- Requirements -
1) In the tag description on relations, what is a relation on a set X × Y defined to be?
2) Reproduce the passage of the tag description on relations between "For questions concerning" and "relation on a set.", inclusive.

Questions tagged [relations]

For questions concerning partial orders, equivalence relations, properties of relations (transitive, symmetric, etc), a composition of relations, or anything else concerning a relation on a set.

A relation $R$ on a set $X \times Y$ (sometimes also called a relation between $X$ and $Y$) is any subset of $X\times Y$. So a relation is any set of ordered pairs $(x,y)$ such that $x\in X$ and $y \in Y$. Often we write $x\mathrel R y$ instead of $(x,y)\in R$. Sometimes we say a relation is defined on a single set $X$, but this just means that we're letting the relation $R$ be a subset of $X \times X$.

Here are some examples of relations:

  • For a very abstract example of a relation, take $X = \{1,2,3\}$ and $Y = \{a,b,c,d\}$, and let $R = \{(1,b),(3,c),(3,d),(2,c),(2,d)\}$. This $R$ is a relation on $X \times Y$. Fun fact, there are $2^{12}$ distinct relations you could put on $X \times Y$.

  • A function $f\colon X\to Y$ can be defined as a relation on $X \times Y$. The pairs in $X \times Y$ that are members of the relation are the input-output pairs $(x, f(x))$.

Some items
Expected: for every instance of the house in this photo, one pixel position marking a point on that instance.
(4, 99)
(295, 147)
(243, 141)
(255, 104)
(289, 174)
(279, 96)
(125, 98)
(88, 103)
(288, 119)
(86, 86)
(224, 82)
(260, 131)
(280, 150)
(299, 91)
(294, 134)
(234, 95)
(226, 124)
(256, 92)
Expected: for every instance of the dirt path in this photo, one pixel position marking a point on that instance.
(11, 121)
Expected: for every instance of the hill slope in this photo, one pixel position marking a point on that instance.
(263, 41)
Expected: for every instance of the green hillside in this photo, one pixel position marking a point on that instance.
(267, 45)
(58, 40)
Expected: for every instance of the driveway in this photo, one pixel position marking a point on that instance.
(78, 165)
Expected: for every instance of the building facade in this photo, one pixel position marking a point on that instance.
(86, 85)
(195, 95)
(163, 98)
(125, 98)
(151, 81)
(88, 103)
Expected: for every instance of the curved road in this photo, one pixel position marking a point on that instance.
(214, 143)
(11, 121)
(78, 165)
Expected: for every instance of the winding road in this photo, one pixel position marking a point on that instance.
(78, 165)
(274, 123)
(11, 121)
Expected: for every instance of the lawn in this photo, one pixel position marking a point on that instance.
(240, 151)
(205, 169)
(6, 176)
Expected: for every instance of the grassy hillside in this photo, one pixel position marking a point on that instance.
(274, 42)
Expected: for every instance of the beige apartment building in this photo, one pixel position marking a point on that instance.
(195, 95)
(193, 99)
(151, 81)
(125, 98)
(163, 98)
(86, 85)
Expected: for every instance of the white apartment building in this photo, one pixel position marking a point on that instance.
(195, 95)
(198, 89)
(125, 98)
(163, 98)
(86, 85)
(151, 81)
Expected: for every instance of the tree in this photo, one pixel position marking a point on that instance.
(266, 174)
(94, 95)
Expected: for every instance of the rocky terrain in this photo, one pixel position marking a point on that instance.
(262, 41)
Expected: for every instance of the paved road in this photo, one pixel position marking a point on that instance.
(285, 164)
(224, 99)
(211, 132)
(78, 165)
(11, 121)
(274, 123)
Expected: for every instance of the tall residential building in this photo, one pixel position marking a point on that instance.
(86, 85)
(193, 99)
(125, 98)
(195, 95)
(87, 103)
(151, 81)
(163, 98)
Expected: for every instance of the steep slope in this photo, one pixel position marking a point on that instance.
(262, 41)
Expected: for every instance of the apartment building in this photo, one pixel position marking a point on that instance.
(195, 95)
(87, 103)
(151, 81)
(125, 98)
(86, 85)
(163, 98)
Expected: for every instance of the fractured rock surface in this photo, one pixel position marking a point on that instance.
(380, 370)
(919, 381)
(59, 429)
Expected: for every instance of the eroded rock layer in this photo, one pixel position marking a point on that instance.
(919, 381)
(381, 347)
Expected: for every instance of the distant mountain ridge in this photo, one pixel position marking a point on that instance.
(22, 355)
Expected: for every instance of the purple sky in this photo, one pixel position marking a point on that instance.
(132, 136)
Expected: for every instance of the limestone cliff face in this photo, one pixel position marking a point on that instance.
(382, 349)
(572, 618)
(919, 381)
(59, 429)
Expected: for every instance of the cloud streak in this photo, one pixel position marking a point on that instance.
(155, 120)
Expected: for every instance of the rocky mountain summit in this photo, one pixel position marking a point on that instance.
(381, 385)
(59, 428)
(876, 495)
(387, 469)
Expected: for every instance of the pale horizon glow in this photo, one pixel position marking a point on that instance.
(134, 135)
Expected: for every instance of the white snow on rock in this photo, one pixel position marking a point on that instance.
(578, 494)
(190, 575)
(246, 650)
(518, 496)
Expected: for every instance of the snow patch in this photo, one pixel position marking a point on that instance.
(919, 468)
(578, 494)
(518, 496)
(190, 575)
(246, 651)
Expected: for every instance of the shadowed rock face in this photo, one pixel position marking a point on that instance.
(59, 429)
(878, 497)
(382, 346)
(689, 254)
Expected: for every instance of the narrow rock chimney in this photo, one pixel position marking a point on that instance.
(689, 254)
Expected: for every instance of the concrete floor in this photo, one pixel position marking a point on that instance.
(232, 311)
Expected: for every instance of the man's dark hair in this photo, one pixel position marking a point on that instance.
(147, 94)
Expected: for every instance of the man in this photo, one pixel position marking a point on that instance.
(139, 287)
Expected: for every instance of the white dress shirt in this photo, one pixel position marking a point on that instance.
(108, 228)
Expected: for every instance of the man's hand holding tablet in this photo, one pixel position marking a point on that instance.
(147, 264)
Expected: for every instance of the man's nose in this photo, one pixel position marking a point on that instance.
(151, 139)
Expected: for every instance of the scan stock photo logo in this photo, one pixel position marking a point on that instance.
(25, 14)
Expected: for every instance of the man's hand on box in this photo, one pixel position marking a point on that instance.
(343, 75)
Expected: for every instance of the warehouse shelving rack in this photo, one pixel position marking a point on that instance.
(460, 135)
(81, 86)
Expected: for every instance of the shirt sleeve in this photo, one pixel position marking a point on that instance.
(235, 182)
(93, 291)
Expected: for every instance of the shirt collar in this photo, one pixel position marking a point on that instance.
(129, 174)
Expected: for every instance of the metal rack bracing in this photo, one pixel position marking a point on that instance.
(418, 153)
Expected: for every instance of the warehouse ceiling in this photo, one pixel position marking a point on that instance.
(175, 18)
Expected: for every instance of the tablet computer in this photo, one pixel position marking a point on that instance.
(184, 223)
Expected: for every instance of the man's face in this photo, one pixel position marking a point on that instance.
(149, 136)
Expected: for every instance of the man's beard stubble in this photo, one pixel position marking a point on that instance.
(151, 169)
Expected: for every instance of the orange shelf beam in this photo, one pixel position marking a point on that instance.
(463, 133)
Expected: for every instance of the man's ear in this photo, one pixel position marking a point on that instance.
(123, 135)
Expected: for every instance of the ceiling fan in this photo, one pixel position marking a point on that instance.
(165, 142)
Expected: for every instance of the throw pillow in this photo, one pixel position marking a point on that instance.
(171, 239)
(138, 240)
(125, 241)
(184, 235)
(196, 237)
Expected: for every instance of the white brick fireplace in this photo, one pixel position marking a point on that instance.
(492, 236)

- Per-task outputs -
1) It is any subset of X × Y.

2)
For questions concerning partial orders, equivalence relations, properties of relations (transitive, symmetric, etc), a composition of relations, or anything else concerning a relation on a set.